--- INSTRUCTIONS FOR THE TASK ---
Look through the material below and copy every line containing the word "green".

--- RECORD EXTRACTS ---
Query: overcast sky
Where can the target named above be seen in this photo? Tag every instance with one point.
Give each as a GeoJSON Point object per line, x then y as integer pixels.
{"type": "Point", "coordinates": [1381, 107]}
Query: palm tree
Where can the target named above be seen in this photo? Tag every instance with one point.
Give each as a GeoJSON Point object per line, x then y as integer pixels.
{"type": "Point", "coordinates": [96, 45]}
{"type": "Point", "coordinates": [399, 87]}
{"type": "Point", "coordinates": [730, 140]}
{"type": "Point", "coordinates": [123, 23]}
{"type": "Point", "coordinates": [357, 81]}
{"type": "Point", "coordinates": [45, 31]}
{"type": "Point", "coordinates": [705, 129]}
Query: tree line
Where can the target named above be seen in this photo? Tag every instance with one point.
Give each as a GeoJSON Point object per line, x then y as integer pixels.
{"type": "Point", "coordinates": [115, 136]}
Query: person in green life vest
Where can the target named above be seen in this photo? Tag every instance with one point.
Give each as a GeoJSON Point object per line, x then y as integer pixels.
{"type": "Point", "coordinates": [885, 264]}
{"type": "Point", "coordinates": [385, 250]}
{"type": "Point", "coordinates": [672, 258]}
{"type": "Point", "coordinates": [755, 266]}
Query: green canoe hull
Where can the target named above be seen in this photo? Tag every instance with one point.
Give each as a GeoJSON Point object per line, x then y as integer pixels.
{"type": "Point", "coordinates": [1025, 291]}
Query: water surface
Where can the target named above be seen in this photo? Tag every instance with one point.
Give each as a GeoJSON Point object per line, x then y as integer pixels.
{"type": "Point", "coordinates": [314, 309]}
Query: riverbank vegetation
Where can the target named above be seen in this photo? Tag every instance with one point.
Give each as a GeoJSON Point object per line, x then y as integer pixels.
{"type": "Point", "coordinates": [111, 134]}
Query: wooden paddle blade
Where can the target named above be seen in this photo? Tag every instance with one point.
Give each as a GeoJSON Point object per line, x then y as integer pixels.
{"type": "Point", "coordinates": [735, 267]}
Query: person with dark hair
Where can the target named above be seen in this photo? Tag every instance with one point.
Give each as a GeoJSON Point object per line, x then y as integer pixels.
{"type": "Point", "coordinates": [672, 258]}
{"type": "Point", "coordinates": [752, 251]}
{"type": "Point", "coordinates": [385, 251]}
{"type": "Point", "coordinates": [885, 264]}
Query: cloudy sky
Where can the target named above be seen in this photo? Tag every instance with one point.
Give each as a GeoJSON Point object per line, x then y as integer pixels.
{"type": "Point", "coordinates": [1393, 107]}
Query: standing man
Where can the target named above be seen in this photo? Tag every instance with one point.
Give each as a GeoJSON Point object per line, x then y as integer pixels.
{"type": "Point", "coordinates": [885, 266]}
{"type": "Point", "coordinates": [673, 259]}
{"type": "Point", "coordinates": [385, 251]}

--- EXERCISE OUTPUT ---
Query: person in green life vest
Query: green canoe hull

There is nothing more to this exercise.